OBJECTIVE
Update the stretch from the start of the entries through the line containing "column 438, row 11" by swapping "fluorescent ceiling light" for "overhead light", and write those lines out again with nothing else changed.

SOURCE RECORDS
────────────────
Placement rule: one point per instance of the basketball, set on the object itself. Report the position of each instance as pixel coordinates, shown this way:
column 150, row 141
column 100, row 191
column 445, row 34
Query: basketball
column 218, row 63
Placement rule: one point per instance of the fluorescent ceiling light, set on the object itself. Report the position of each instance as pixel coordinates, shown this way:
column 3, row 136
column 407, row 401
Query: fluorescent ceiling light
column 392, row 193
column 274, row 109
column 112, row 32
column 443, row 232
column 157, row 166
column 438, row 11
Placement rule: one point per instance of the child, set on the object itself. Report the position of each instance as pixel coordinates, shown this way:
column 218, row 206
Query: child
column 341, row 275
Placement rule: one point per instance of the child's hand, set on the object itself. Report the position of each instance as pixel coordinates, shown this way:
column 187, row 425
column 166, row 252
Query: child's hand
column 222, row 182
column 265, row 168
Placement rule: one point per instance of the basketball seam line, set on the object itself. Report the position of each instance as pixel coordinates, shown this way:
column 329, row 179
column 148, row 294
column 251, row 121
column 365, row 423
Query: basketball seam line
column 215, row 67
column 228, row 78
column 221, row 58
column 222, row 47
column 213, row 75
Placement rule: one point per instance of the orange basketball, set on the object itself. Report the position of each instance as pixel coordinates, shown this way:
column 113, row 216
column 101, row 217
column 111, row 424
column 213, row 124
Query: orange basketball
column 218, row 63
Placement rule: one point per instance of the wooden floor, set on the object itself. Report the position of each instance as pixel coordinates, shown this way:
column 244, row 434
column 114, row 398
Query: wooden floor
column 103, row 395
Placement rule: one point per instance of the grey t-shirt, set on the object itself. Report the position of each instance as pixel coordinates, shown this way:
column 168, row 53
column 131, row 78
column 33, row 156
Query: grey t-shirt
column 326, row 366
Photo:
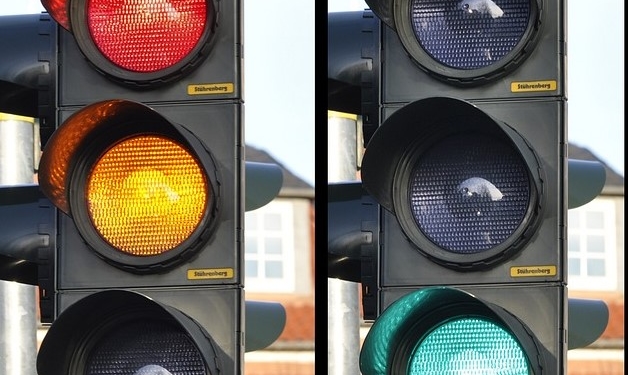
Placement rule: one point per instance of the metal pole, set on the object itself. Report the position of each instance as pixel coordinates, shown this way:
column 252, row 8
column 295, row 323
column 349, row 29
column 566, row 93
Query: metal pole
column 18, row 320
column 342, row 296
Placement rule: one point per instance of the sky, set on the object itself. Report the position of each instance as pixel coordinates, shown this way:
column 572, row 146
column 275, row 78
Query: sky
column 595, row 76
column 278, row 78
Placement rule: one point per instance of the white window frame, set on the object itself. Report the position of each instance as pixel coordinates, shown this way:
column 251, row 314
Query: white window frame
column 605, row 207
column 257, row 231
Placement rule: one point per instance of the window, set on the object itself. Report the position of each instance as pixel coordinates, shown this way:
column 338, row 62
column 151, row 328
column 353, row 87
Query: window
column 269, row 248
column 592, row 258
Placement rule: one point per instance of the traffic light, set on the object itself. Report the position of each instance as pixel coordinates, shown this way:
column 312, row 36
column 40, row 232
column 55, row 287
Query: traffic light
column 463, row 107
column 146, row 166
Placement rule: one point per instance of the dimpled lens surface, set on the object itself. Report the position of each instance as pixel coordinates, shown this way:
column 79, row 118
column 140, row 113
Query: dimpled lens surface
column 469, row 34
column 469, row 192
column 146, row 195
column 469, row 346
column 146, row 35
column 145, row 348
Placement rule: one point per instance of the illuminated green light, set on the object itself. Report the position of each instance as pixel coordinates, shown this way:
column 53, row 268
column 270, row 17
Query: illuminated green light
column 468, row 346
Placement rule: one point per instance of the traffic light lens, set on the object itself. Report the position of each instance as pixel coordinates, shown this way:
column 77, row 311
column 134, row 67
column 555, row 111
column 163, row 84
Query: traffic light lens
column 145, row 348
column 468, row 345
column 146, row 35
column 146, row 195
column 469, row 34
column 469, row 192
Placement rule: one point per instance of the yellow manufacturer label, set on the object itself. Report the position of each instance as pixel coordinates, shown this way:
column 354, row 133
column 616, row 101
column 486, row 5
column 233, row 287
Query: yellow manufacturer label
column 210, row 89
column 531, row 86
column 533, row 271
column 210, row 273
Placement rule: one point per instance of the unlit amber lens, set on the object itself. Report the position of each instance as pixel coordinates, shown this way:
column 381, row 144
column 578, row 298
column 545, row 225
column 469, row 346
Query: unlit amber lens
column 146, row 195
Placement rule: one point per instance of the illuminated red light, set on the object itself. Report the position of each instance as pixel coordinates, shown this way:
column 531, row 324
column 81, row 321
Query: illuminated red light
column 146, row 35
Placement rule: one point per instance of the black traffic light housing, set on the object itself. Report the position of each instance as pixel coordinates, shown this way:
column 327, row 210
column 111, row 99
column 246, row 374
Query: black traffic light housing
column 113, row 92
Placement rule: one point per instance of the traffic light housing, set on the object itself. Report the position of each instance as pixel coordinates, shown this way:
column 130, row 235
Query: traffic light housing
column 146, row 167
column 463, row 107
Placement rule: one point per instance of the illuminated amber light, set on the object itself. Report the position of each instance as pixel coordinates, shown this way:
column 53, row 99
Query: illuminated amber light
column 146, row 195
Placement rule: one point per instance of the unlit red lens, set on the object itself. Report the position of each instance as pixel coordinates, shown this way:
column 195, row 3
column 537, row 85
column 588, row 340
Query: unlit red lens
column 146, row 35
column 146, row 195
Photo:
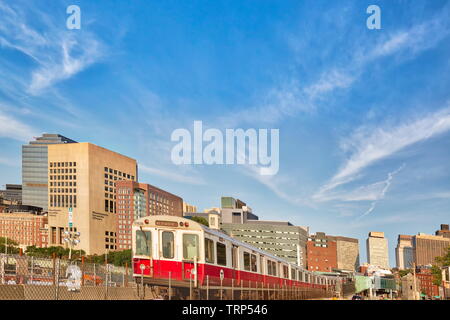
────────────────
TASK RESULT
Placement rule: one point per instance of the basketball, set on the object itself. Report the position of each instance as pixel coordinates, shown this way:
column 150, row 141
column 100, row 191
column 445, row 34
Query: basketball
column 218, row 63
Placement rule: one point per instance of the overhead light, set on the object itself. Report the position of each instance as pixel coordinates, shown this way:
column 3, row 136
column 407, row 401
Query: overhead light
column 392, row 193
column 274, row 109
column 112, row 32
column 443, row 232
column 157, row 166
column 438, row 11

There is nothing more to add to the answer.